• [Extrait du texte]
Dix minutes plus tard, j’ai mon arbre. Moyen (l’an dernier il mesurait trois mètres), touffu et bien galbé. J’emballe les cadeaux en musique. Ouvre mes bières. Et me couche. Ne dors pas. Me relève. Toutes sortes de livres dans la chambre, Simenon, Montaigne, Polanyi, Calaferte, mais l’impression ne me quitte pas; elle suggère, “attend l’année prochaine! ne fais plus rien! c’est assez pour 2018!”. Conseil, long feu. Sur la table, devant la cheminée, je travaille aux albums de photos. Six heures d’affilée, je coupe et colle des clichés pris sur les dernières vingt années. Olofso, Aplo. Luv. Gala. Au squat, dans le Gers, les Landes, au Mexique, à la mer, à la montagne, à la plage, et les enfants de la taille de ma main grandissent au fil des pages…
Conscience-machine
Que la conscience soit, comme le postulent les philosophes théorisant dans le giron du posthumanisme, une fonction émergente de la matière, je veux bien et l’admets d’autant plus volontiers qu’il s’agit souvent dans le camp anglo-saxon de battre en brèche les idéologues créationnistes. Le problème survient lorsque ces mêmes philosophes infèrent de ce postulat la future calculabilité de cette conscience qui devient dès lors une fonction supplémentaire de la machine. Imputation contradictoire d’ailleurs, puisque d’un côté ces philosophes misent sur la singularité (la machine, ou l’hybride homme-machine, acquiert des qualités qui dépassent le jeu des causes), de l’autre côté ils prétendent faire émerger la conscience en tant que qualité qui dépasse la compréhension d’une démarche volontaire et scientifiquement ordonnée.

• [Consigne]
Répondez à ces questions sur l'extrait ci-dessus :
(a) Combien l'arbre mesurait-il l'an dernier ?
(b) Combien d'heures d'affilée dure le travail sur les albums de photos ?
(c) Dans quel camp s'agit-il souvent de battre en brèche les idéologues créationnistes ?
Les lignes ci-après forment un matériau indépendant de l'extrait.

• [Données fournies]
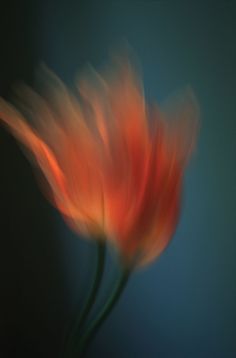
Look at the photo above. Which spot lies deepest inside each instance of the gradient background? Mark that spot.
(184, 305)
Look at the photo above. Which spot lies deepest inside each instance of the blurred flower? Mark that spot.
(114, 165)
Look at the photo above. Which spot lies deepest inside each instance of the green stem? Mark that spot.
(103, 314)
(79, 322)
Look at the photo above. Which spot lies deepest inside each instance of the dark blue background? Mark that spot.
(184, 305)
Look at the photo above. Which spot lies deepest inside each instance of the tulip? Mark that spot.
(112, 164)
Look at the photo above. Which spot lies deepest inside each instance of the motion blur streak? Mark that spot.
(114, 165)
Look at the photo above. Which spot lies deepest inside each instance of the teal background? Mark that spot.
(183, 305)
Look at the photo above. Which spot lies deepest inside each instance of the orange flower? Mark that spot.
(114, 166)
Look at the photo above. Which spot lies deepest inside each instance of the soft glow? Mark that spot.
(114, 165)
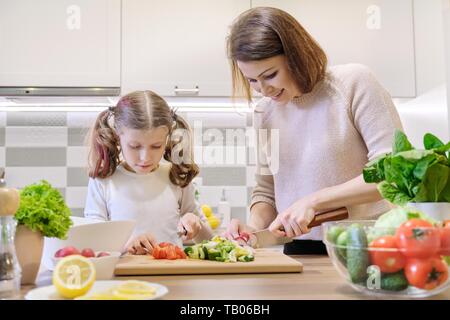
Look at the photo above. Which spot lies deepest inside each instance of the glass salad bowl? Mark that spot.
(409, 261)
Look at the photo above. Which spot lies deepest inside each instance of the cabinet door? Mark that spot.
(59, 43)
(377, 33)
(177, 47)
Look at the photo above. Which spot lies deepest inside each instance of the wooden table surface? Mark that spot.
(319, 280)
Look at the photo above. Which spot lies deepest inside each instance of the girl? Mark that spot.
(128, 180)
(330, 123)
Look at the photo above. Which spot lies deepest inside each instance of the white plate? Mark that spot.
(50, 293)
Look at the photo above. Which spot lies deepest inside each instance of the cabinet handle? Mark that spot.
(186, 92)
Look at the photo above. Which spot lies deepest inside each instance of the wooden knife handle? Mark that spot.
(333, 215)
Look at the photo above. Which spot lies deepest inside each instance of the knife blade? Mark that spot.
(265, 238)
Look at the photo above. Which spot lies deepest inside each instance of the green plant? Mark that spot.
(42, 208)
(412, 175)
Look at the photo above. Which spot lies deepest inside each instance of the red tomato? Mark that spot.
(88, 253)
(165, 244)
(417, 238)
(445, 241)
(166, 250)
(171, 254)
(156, 252)
(180, 253)
(389, 260)
(163, 253)
(426, 273)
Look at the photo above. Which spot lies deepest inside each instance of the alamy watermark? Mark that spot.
(230, 146)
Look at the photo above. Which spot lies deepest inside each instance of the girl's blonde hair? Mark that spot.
(142, 110)
(265, 32)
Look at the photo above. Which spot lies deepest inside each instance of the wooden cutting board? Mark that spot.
(266, 261)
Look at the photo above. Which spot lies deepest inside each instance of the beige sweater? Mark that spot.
(325, 139)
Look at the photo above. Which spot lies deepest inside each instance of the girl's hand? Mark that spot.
(241, 233)
(141, 244)
(294, 220)
(235, 229)
(191, 223)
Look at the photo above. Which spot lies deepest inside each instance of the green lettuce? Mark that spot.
(412, 175)
(42, 208)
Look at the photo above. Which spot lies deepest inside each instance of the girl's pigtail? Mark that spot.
(104, 148)
(180, 152)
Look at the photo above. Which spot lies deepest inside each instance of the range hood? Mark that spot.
(59, 91)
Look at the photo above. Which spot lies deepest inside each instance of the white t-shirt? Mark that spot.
(152, 200)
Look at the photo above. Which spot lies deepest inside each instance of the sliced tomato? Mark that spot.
(445, 241)
(163, 253)
(384, 254)
(426, 273)
(417, 238)
(156, 252)
(165, 244)
(180, 253)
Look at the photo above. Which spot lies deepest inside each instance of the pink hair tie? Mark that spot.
(124, 103)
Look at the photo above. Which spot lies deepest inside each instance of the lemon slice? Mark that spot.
(73, 276)
(133, 290)
(207, 211)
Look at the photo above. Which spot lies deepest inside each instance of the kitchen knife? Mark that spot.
(265, 238)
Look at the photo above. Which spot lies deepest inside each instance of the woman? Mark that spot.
(327, 123)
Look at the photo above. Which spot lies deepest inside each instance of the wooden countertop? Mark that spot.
(319, 280)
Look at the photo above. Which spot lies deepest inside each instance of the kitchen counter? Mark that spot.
(319, 280)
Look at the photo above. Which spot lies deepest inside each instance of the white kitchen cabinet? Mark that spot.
(177, 47)
(377, 33)
(60, 43)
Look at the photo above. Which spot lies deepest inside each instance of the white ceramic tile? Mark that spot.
(217, 156)
(22, 176)
(251, 156)
(2, 157)
(237, 196)
(251, 170)
(76, 197)
(36, 136)
(77, 157)
(81, 119)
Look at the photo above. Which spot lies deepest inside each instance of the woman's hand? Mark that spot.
(141, 244)
(294, 220)
(235, 229)
(240, 232)
(191, 223)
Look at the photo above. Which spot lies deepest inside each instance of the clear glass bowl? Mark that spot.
(370, 283)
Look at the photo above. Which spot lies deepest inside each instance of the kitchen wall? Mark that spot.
(51, 146)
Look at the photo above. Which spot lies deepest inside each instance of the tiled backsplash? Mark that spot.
(51, 146)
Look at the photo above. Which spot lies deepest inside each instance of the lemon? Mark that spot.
(213, 221)
(133, 290)
(207, 211)
(73, 276)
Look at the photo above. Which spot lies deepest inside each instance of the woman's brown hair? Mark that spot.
(142, 110)
(265, 32)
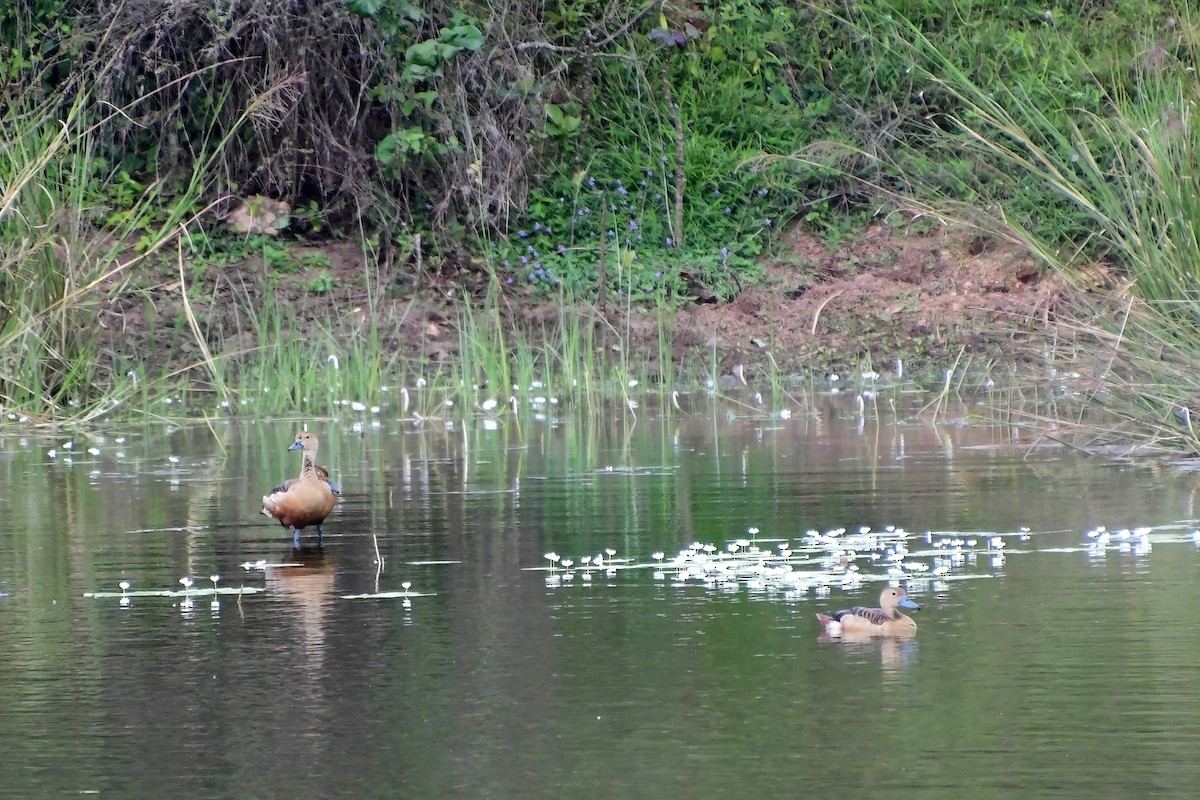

• [Corrigé]
(a) Trois mètres.
(b) Six heures.
(c) Dans le camp anglo-saxon.